So neu ist die (totalitaristische) Stellung der ÖVP, wenn vielleicht auch pointierter formuliert, nicht. „Stabilität“ ist in Zeiten der Vielfachkrise keine ungewöhnliche Haltung konservativer Parteien. Die ÖVP kehrt, genau genommen, sprachlich auf den ihr gewohnten Platz als Hüterin der etablierten Ordnung zurück – weg vom populistisch-türkisen Lack der „Veränderung“ unter Sebastian Kurz. Die Reaktionen von Kogler und Van der Bellen, so wohlgemeint sie auch sein mögen, greifen also aus mehreren Gründen zu kurz. Vor allem die Gleichsetzung von Babler mit Kickl macht stutzig – und erinnert an das gerade kritisierte Gebaren.
Extreme ÖVP und FPÖ ergänzen sich
Erstens, dass die ÖVP spaltet und ausgrenzt und sich der Mittel von Rassismus und Diskriminierung bedient, ist wahrlich nichts Neues. Sie tut das in den letzten Jahren nur extremer. Kanzler Karl Nehammer schürt unter dem Deckmantel des „Kampfes gegen die illegale Migration“ Stimmung gegen schutzsuchende und muslimisch gelesene Menschen. Mit realen Auswirkungen: Seine Verbindung zum illegalen Gefängnisbau im bosnischen Flüchtlingslager Lipa, in dem durch die kroatische Polizei gefolterte Menschen interniert werden sollten, oder die unsägliche Polizeiaktion „Operation Luxor“ sind nur zwei Beispiele.

++++++++

» **Zu bearbeitende Aufgaben**:
1) Schreiben Sie aus dem Text über die ÖVP die Passage von „So neu ist die“ bis einschließlich „gerade kritisierte Gebaren.“ wortgetreu ab.
2) Beantworten Sie anhand des Textes über die ÖVP die folgenden Fragen:
(a) Welche Haltung ist in Zeiten der Vielfachkrise bei konservativen Parteien nicht ungewöhnlich?
(b) In welchem bosnischen Flüchtlingslager sollte das illegale Gefängnis gebaut werden?
(c) Wie heißt die Polizeiaktion, die als Beispiel genannt wird?
3) Fassen Sie den Text über die ÖVP in zwei Sätzen zusammen.

++++++++

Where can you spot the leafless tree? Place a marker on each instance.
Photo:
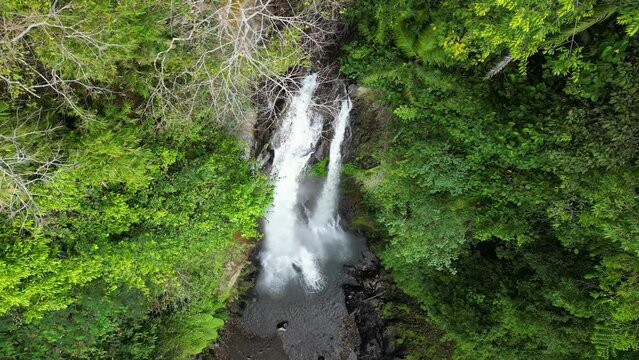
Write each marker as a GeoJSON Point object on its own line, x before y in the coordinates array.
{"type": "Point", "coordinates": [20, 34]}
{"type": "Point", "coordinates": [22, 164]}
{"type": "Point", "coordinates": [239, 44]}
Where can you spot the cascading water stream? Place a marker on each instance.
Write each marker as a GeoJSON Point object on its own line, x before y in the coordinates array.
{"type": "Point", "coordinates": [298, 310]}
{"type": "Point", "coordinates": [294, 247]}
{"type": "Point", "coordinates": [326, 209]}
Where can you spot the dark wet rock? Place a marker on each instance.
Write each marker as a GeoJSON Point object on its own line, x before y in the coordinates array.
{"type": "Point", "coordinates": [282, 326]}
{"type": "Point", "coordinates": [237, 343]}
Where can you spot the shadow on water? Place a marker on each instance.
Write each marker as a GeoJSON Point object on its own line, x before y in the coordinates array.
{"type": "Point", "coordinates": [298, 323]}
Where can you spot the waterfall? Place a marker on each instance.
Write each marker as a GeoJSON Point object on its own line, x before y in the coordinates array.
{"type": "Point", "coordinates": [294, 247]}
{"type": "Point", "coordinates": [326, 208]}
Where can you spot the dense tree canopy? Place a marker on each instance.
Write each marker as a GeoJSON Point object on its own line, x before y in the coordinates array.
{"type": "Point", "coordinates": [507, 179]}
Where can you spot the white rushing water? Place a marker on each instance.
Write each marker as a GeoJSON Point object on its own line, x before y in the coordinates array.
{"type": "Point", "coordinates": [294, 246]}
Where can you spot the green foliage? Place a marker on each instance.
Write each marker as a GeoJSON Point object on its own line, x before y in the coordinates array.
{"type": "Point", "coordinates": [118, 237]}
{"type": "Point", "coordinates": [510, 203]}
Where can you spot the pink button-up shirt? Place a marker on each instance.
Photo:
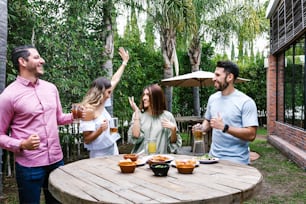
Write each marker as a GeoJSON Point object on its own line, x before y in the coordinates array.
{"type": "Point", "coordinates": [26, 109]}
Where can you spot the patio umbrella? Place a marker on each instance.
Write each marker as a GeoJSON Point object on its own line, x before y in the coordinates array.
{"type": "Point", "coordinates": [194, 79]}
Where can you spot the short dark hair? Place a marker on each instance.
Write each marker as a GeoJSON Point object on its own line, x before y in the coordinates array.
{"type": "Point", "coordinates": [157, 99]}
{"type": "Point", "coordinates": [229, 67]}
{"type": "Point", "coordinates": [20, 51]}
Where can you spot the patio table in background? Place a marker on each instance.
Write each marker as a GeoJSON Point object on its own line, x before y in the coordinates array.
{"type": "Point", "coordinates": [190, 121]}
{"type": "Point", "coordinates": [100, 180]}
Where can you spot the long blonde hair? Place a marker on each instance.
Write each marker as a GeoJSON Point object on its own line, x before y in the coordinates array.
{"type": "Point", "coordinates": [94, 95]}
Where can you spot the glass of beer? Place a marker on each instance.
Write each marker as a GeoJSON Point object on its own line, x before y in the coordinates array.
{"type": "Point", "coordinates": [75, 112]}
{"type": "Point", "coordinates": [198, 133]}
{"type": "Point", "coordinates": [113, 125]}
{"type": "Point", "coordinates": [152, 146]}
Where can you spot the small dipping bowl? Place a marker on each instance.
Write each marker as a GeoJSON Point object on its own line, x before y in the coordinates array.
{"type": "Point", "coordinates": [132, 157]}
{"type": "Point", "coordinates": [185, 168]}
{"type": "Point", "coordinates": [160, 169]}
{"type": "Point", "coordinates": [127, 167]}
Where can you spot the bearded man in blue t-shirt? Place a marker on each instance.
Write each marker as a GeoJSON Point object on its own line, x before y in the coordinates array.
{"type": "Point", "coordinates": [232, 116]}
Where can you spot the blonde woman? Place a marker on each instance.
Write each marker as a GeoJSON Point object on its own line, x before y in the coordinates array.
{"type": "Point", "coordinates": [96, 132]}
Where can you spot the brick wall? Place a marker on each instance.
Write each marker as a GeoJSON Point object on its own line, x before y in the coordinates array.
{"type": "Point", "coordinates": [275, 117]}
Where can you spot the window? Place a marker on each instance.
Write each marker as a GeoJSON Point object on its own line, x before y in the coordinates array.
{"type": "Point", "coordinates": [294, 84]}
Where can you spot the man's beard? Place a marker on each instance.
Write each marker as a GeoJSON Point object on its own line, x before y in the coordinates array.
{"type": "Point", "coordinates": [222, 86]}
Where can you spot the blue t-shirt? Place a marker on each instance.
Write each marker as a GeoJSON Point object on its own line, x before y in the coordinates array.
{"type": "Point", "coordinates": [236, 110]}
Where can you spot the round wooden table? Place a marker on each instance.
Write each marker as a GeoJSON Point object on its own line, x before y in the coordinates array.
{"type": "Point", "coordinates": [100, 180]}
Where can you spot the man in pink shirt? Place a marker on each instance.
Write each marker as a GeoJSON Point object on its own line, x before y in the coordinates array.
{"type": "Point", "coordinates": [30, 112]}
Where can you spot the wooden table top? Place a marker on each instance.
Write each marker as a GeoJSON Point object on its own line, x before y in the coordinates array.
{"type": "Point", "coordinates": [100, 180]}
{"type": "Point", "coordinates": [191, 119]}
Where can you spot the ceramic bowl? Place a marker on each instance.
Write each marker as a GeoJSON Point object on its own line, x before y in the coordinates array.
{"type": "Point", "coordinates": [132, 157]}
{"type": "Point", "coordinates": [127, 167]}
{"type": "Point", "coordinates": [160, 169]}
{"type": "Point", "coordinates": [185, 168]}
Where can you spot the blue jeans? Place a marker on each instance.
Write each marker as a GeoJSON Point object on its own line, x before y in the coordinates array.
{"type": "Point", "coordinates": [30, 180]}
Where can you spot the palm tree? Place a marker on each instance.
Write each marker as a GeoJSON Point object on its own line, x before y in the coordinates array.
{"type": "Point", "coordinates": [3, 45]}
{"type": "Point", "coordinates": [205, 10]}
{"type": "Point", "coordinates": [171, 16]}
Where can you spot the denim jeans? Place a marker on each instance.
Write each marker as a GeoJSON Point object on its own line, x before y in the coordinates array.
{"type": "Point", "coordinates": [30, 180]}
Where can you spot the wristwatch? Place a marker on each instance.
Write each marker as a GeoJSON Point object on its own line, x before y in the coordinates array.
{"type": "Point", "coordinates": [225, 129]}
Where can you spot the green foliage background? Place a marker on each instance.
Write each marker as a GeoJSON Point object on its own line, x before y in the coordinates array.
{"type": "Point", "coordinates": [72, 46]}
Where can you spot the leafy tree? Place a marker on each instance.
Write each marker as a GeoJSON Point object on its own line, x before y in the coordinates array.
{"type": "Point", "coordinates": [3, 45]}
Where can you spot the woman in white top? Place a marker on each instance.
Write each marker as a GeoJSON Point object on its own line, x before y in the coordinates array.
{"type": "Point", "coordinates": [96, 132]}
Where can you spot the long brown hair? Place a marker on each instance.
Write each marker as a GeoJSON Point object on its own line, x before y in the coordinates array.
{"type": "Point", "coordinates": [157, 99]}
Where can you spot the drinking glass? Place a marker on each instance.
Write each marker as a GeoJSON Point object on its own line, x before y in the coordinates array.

++++++++

» **Nummerierte Lösungen**:
1)
So neu ist die (totalitaristische) Stellung der ÖVP, wenn vielleicht auch pointierter formuliert, nicht. „Stabilität“ ist in Zeiten der Vielfachkrise keine ungewöhnliche Haltung konservativer Parteien. Die ÖVP kehrt, genau genommen, sprachlich auf den ihr gewohnten Platz als Hüterin der etablierten Ordnung zurück – weg vom populistisch-türkisen Lack der „Veränderung“ unter Sebastian Kurz. Die Reaktionen von Kogler und Van der Bellen, so wohlgemeint sie auch sein mögen, greifen also aus mehreren Gründen zu kurz. Vor allem die Gleichsetzung von Babler mit Kickl macht stutzig – und erinnert an das gerade kritisierte Gebaren.

2)
(a) „Stabilität“
(b) Lipa
(c) „Operation Luxor“

3) Die ÖVP kehrt sprachlich auf ihren gewohnten Platz als Hüterin der etablierten Ordnung zurück, weg von der „Veränderung“ unter Sebastian Kurz, und die Reaktionen von Kogler und Van der Bellen greifen aus mehreren Gründen zu kurz. Dass die ÖVP spaltet, ausgrenzt und sich der Mittel von Rassismus und Diskriminierung bedient, ist nichts Neues, geschieht in den letzten Jahren aber extremer, etwa wenn Kanzler Karl Nehammer Stimmung gegen schutzsuchende und muslimisch gelesene Menschen schürt.